## Exercise details:
Please reproduce word for word the part of the article on Covid-19 and the media starting with "What you need" and going on through "around the world.".

## Passage shown:

+ + + + +

Authors detail impact of Covid-19 on media

Journalists set up their cameras at Munyonyo recently. PHOTO | FILE

What you need to know:

  • Independent, reliable information, the authors note is in great demand and that the pandemic offers opportunities for new digital models due to the increased demand for quality journalism.

Two years ago, the Covid-19 pandemic didn’t exist; today, it is one of the key prisms through which we understand the changes in the media.

The pandemic, whose impact started to be felt early in 2020, has exacerbated the challenges in the media industry and that is a common thread in two books published recently about the industry by the Konrad-Adenauer-Stiftung (KAS),  an independent, non-profit German political foundation that aims to strengthen democratic forces around the world.

The two books, published in succession, offer insights into the past, present and the future of the media industry globally and in sub-Saharan Africa specifically. 

“Catalyst or Destabiliser? – Covid-19 and Its Impact on the Media Landscape Worldwide” attempts to investigate the ‘diverse consequences’ the pandemic has on the media landscape in different regions of the world. 

Veteran journalist Charles Onyango-Obbo edits “Pioneers, Rebels, and a Few Villains:  150 Years of Journalism in Eastern Africa” an important piece of journalism history of the Eastern African Region is itself rudely interrupted by the Covid-19 pandemic. 

“It is a trophy,” Onyango-Obbo writes “of the battle fought and won through the pandemic in 2020 and into the start of 2021”.  That triumph is reflective of what the media has had to go through and will likely continue to experience.

+ + + + +

## Entries shown:
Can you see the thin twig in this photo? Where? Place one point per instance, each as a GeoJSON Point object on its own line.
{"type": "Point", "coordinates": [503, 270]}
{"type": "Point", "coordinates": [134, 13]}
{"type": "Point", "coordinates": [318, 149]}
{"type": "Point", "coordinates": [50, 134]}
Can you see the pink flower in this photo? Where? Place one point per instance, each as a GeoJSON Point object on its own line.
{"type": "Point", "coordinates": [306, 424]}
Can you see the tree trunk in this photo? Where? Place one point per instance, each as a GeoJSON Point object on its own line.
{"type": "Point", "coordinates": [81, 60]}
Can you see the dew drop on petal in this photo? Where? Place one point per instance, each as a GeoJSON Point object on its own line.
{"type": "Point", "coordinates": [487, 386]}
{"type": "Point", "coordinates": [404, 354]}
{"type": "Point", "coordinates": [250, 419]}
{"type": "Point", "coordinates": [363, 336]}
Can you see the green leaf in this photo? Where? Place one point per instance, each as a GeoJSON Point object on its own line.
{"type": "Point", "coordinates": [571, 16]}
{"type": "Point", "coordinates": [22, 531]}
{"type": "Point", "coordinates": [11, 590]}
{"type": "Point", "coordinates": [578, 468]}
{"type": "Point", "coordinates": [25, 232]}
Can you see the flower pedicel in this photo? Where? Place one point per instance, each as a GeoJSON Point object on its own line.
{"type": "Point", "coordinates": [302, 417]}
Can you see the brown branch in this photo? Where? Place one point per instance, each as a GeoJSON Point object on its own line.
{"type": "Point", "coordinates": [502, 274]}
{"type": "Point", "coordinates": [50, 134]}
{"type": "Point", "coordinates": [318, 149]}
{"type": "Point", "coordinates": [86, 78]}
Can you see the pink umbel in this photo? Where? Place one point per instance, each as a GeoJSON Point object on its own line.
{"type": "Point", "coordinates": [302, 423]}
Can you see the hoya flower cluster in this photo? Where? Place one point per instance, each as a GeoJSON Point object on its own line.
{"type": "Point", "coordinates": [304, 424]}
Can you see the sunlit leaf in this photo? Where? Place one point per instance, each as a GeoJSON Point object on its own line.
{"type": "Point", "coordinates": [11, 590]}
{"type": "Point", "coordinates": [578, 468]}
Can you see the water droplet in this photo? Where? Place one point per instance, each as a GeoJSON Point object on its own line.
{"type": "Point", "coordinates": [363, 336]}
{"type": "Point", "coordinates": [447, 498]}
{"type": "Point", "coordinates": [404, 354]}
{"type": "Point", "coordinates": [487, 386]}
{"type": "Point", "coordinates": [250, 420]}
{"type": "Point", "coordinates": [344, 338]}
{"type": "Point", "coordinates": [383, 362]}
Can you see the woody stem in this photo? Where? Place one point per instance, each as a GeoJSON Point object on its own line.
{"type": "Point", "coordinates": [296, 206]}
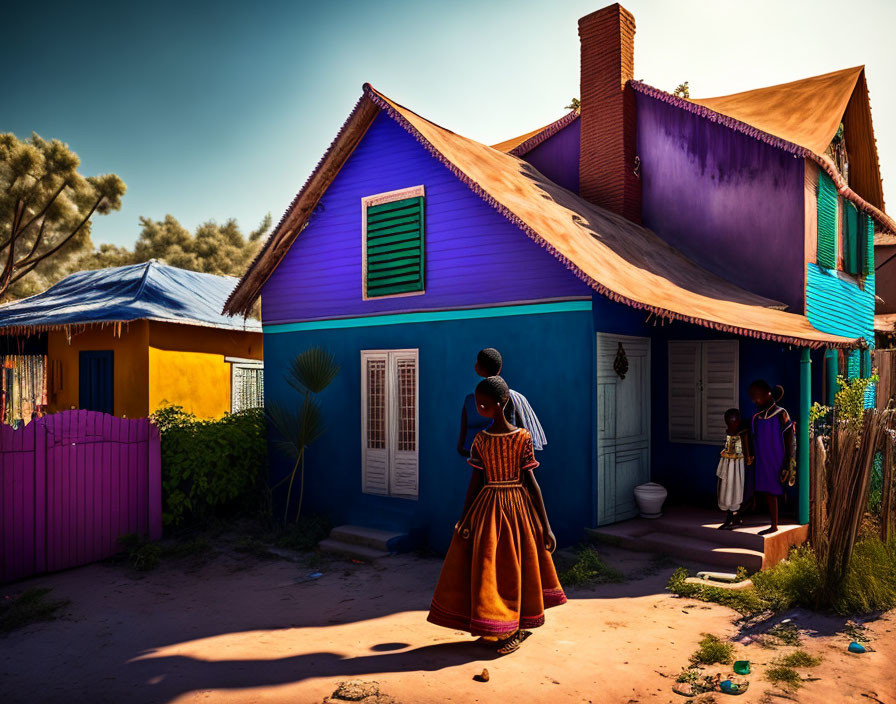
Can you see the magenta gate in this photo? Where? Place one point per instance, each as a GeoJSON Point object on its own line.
{"type": "Point", "coordinates": [72, 483]}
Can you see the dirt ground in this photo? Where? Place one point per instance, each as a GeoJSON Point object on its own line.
{"type": "Point", "coordinates": [239, 628]}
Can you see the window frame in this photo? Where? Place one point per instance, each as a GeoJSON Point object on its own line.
{"type": "Point", "coordinates": [392, 412]}
{"type": "Point", "coordinates": [381, 199]}
{"type": "Point", "coordinates": [243, 363]}
{"type": "Point", "coordinates": [702, 435]}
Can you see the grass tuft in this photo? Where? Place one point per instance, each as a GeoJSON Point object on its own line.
{"type": "Point", "coordinates": [800, 658]}
{"type": "Point", "coordinates": [787, 676]}
{"type": "Point", "coordinates": [712, 650]}
{"type": "Point", "coordinates": [28, 607]}
{"type": "Point", "coordinates": [586, 569]}
{"type": "Point", "coordinates": [870, 583]}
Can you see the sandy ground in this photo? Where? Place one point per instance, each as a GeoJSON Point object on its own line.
{"type": "Point", "coordinates": [236, 628]}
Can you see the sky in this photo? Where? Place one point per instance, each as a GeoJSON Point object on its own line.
{"type": "Point", "coordinates": [217, 110]}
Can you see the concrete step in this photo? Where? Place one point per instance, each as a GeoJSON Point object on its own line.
{"type": "Point", "coordinates": [702, 551]}
{"type": "Point", "coordinates": [372, 538]}
{"type": "Point", "coordinates": [355, 552]}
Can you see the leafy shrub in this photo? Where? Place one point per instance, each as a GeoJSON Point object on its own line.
{"type": "Point", "coordinates": [212, 467]}
{"type": "Point", "coordinates": [587, 569]}
{"type": "Point", "coordinates": [712, 650]}
{"type": "Point", "coordinates": [28, 607]}
{"type": "Point", "coordinates": [798, 581]}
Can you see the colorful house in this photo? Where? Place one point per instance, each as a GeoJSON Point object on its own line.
{"type": "Point", "coordinates": [706, 243]}
{"type": "Point", "coordinates": [127, 340]}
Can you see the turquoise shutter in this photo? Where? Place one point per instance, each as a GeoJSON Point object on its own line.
{"type": "Point", "coordinates": [853, 364]}
{"type": "Point", "coordinates": [827, 222]}
{"type": "Point", "coordinates": [867, 231]}
{"type": "Point", "coordinates": [853, 245]}
{"type": "Point", "coordinates": [394, 247]}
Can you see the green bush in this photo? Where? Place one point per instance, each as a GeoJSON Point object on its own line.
{"type": "Point", "coordinates": [712, 650]}
{"type": "Point", "coordinates": [587, 569]}
{"type": "Point", "coordinates": [798, 581]}
{"type": "Point", "coordinates": [212, 468]}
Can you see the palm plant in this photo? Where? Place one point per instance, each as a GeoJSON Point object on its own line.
{"type": "Point", "coordinates": [309, 374]}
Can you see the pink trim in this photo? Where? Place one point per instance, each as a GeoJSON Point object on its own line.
{"type": "Point", "coordinates": [706, 113]}
{"type": "Point", "coordinates": [597, 286]}
{"type": "Point", "coordinates": [482, 626]}
{"type": "Point", "coordinates": [525, 147]}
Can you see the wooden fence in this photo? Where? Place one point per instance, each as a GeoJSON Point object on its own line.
{"type": "Point", "coordinates": [72, 483]}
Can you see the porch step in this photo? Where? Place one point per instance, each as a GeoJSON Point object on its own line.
{"type": "Point", "coordinates": [693, 534]}
{"type": "Point", "coordinates": [356, 552]}
{"type": "Point", "coordinates": [383, 540]}
{"type": "Point", "coordinates": [361, 543]}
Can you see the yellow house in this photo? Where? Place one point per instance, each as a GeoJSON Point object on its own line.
{"type": "Point", "coordinates": [127, 340]}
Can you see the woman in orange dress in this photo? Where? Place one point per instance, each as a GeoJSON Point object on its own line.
{"type": "Point", "coordinates": [498, 576]}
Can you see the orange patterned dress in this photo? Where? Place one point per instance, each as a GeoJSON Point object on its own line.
{"type": "Point", "coordinates": [498, 576]}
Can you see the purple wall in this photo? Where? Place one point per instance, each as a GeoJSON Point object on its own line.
{"type": "Point", "coordinates": [558, 157]}
{"type": "Point", "coordinates": [729, 202]}
{"type": "Point", "coordinates": [474, 256]}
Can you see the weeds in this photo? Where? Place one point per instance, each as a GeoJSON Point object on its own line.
{"type": "Point", "coordinates": [587, 569]}
{"type": "Point", "coordinates": [28, 607]}
{"type": "Point", "coordinates": [800, 658]}
{"type": "Point", "coordinates": [787, 676]}
{"type": "Point", "coordinates": [870, 583]}
{"type": "Point", "coordinates": [712, 650]}
{"type": "Point", "coordinates": [745, 601]}
{"type": "Point", "coordinates": [783, 670]}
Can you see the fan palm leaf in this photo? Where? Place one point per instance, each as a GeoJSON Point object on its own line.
{"type": "Point", "coordinates": [312, 370]}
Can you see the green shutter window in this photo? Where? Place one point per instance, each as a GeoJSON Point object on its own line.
{"type": "Point", "coordinates": [827, 222]}
{"type": "Point", "coordinates": [853, 245]}
{"type": "Point", "coordinates": [394, 248]}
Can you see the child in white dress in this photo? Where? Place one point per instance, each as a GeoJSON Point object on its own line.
{"type": "Point", "coordinates": [730, 471]}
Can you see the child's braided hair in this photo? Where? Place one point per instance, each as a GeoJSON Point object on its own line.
{"type": "Point", "coordinates": [494, 387]}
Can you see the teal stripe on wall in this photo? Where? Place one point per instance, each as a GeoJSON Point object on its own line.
{"type": "Point", "coordinates": [839, 307]}
{"type": "Point", "coordinates": [433, 316]}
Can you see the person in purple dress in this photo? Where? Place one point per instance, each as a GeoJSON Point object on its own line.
{"type": "Point", "coordinates": [773, 446]}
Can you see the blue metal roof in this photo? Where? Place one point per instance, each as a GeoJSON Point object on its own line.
{"type": "Point", "coordinates": [148, 291]}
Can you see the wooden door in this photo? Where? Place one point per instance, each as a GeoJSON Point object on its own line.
{"type": "Point", "coordinates": [623, 424]}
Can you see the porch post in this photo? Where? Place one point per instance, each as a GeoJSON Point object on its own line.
{"type": "Point", "coordinates": [803, 439]}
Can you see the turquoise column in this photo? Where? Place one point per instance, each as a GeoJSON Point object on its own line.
{"type": "Point", "coordinates": [831, 359]}
{"type": "Point", "coordinates": [802, 448]}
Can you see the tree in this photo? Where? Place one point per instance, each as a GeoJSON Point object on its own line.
{"type": "Point", "coordinates": [310, 373]}
{"type": "Point", "coordinates": [212, 249]}
{"type": "Point", "coordinates": [46, 207]}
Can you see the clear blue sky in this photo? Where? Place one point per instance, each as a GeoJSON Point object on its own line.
{"type": "Point", "coordinates": [211, 110]}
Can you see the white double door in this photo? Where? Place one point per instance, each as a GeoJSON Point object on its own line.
{"type": "Point", "coordinates": [623, 424]}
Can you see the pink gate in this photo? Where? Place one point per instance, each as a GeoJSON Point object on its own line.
{"type": "Point", "coordinates": [72, 483]}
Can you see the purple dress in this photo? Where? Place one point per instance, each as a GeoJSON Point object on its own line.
{"type": "Point", "coordinates": [769, 427]}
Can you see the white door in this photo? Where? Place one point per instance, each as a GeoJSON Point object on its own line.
{"type": "Point", "coordinates": [389, 422]}
{"type": "Point", "coordinates": [623, 424]}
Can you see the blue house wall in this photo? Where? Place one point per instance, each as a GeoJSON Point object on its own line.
{"type": "Point", "coordinates": [474, 256]}
{"type": "Point", "coordinates": [687, 470]}
{"type": "Point", "coordinates": [548, 358]}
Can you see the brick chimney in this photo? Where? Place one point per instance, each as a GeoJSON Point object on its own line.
{"type": "Point", "coordinates": [607, 158]}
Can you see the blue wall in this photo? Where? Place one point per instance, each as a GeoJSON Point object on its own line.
{"type": "Point", "coordinates": [548, 358]}
{"type": "Point", "coordinates": [474, 256]}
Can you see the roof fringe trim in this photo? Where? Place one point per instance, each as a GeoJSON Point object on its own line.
{"type": "Point", "coordinates": [884, 220]}
{"type": "Point", "coordinates": [76, 328]}
{"type": "Point", "coordinates": [597, 286]}
{"type": "Point", "coordinates": [232, 306]}
{"type": "Point", "coordinates": [543, 136]}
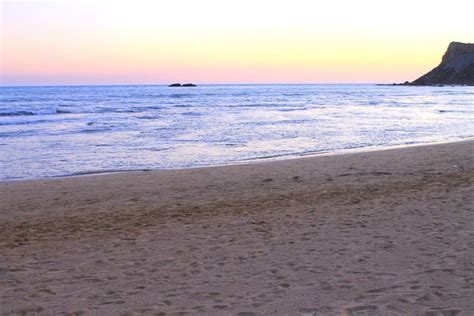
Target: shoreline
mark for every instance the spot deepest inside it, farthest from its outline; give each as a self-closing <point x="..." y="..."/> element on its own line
<point x="251" y="161"/>
<point x="382" y="233"/>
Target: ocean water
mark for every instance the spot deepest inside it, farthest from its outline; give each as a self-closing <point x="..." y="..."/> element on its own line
<point x="59" y="131"/>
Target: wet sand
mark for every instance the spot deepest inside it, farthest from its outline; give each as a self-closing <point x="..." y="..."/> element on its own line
<point x="377" y="233"/>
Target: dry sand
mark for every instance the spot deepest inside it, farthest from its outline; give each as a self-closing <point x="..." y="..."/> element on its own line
<point x="379" y="233"/>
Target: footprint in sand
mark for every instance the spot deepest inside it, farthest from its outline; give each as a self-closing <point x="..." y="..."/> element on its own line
<point x="360" y="310"/>
<point x="443" y="312"/>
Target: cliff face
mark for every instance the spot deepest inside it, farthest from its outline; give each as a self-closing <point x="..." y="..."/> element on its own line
<point x="457" y="67"/>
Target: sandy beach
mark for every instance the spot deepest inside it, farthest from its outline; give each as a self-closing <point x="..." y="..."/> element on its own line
<point x="376" y="233"/>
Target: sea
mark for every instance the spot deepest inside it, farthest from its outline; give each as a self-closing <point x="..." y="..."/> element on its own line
<point x="61" y="131"/>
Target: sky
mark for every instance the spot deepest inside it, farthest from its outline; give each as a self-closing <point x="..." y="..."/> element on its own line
<point x="209" y="41"/>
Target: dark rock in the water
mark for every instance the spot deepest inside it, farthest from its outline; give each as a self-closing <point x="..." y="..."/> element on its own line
<point x="457" y="67"/>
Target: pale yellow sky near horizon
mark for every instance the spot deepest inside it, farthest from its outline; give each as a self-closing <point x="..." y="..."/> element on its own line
<point x="207" y="41"/>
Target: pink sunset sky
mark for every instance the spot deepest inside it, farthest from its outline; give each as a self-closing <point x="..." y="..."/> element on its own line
<point x="207" y="41"/>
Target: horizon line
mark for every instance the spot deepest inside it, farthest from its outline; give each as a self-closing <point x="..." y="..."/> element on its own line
<point x="197" y="84"/>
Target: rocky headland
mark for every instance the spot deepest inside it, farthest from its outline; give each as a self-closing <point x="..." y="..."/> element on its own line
<point x="456" y="68"/>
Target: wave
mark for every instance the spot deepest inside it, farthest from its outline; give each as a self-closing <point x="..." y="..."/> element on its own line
<point x="17" y="113"/>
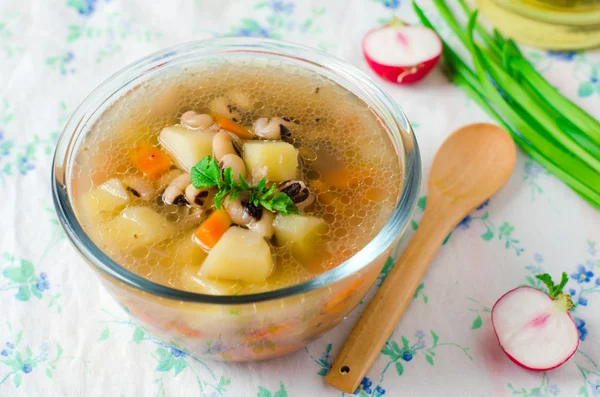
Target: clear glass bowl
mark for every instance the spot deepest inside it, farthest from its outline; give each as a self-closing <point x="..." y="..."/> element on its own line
<point x="242" y="327"/>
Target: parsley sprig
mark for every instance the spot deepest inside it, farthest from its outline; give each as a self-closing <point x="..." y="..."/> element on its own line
<point x="207" y="174"/>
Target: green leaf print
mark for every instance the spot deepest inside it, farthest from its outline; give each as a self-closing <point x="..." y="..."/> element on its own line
<point x="405" y="343"/>
<point x="413" y="224"/>
<point x="18" y="274"/>
<point x="74" y="33"/>
<point x="262" y="392"/>
<point x="399" y="368"/>
<point x="180" y="365"/>
<point x="36" y="292"/>
<point x="24" y="293"/>
<point x="586" y="89"/>
<point x="477" y="323"/>
<point x="250" y="24"/>
<point x="138" y="334"/>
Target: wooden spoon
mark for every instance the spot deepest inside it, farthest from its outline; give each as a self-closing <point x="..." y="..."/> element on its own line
<point x="470" y="166"/>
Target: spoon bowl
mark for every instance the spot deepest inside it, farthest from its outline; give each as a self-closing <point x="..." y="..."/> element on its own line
<point x="470" y="166"/>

+ + + + +

## Answer below:
What you need to know:

  • Independent, reliable information, the authors note is in great demand and that the pandemic offers opportunities for new digital models due to the increased demand for quality journalism.

Two years ago, the Covid-19 pandemic didn’t exist; today, it is one of the key prisms through which we understand the changes in the media.

The pandemic, whose impact started to be felt early in 2020, has exacerbated the challenges in the media industry and that is a common thread in two books published recently about the industry by the Konrad-Adenauer-Stiftung (KAS),  an independent, non-profit German political foundation that aims to strengthen democratic forces around the world.